● **Description of the task**:
Look for the word "ambulance" in the entries and copy each line where it appears.

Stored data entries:
------------------------------
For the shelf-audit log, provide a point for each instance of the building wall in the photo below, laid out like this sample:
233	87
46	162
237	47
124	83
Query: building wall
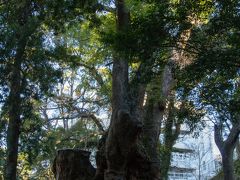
196	159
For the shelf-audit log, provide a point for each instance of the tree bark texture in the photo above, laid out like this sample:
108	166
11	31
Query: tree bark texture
14	99
73	164
226	148
13	129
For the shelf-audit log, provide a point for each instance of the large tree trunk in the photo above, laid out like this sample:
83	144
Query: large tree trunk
124	127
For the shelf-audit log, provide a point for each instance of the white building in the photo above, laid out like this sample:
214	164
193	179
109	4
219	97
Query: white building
194	158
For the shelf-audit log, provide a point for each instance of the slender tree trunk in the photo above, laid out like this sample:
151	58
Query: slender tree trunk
13	130
228	167
14	99
226	148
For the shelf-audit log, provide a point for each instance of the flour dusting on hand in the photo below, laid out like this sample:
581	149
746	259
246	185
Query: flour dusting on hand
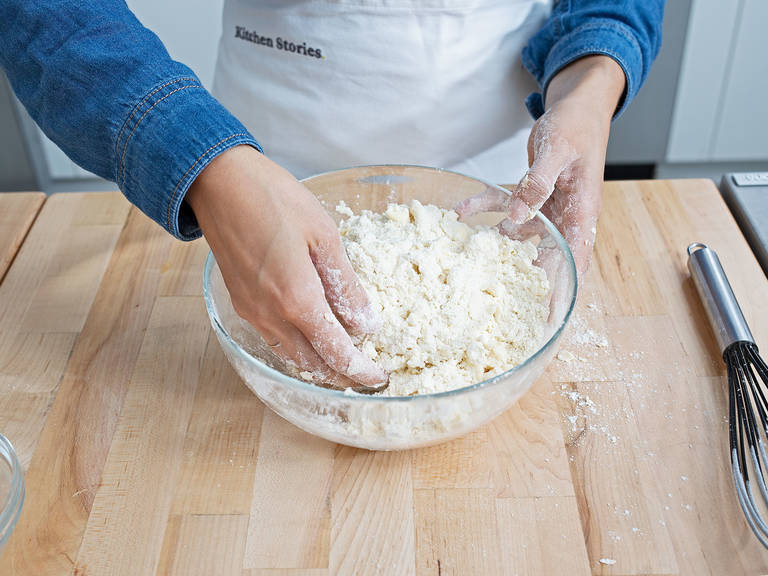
459	304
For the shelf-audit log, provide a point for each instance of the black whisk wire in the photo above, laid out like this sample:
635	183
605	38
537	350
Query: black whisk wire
747	442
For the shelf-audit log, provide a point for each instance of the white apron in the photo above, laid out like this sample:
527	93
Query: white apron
327	84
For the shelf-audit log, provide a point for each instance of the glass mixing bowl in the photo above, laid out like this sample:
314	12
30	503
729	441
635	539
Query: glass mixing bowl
11	489
394	423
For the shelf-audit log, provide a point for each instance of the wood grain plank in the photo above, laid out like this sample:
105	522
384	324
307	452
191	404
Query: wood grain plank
207	544
713	224
628	284
683	444
528	448
291	505
218	464
541	536
33	355
66	466
28	385
286	572
663	218
62	300
456	531
586	353
17	213
183	272
126	525
372	530
619	502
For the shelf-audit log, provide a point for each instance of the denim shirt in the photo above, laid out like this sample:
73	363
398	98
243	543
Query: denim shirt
103	88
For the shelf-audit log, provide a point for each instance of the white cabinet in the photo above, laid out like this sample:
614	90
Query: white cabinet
720	112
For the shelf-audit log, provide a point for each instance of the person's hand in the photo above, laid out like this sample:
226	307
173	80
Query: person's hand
285	267
566	155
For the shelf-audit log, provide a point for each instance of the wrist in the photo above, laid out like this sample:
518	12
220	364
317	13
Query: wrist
597	82
220	174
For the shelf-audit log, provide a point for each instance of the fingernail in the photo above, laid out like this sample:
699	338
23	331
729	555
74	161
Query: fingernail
365	371
519	211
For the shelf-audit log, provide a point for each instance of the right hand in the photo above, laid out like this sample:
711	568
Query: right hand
285	267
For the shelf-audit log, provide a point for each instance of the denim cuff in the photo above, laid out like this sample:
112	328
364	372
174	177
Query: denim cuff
608	37
168	138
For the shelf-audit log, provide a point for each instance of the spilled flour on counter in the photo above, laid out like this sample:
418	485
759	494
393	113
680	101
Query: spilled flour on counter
459	304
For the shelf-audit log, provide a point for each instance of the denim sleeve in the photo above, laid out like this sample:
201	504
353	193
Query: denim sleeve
104	89
629	31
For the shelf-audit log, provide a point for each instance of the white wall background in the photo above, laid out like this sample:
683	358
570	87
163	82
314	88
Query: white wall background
190	31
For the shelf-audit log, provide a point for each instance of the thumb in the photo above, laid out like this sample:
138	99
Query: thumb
343	289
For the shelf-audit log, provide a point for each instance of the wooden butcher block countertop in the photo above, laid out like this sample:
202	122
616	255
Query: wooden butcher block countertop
145	454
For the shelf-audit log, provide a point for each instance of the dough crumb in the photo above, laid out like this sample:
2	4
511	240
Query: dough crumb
459	304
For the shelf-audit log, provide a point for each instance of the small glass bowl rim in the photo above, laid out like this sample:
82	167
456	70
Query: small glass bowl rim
341	394
14	501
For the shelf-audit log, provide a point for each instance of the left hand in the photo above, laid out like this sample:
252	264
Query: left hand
566	155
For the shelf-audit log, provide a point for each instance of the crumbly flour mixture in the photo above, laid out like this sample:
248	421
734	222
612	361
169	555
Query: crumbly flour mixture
459	304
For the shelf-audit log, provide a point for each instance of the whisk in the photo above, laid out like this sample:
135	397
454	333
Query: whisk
747	383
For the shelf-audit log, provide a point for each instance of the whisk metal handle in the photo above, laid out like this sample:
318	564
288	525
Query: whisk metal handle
716	294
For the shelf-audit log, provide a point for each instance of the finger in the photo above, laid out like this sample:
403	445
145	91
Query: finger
289	344
306	307
579	223
539	182
490	200
520	232
343	289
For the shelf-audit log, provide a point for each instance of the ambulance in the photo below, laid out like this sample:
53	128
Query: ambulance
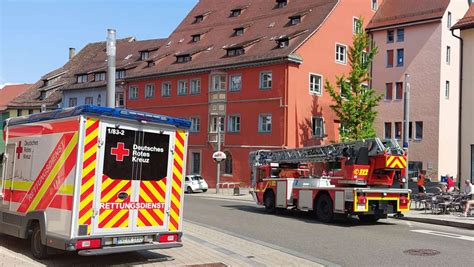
------------------------------
● **Answer area**:
For the shelf-audit log, provide a point for each instance of the ambulance in the photo below, laid out like this sample:
Query: ambulance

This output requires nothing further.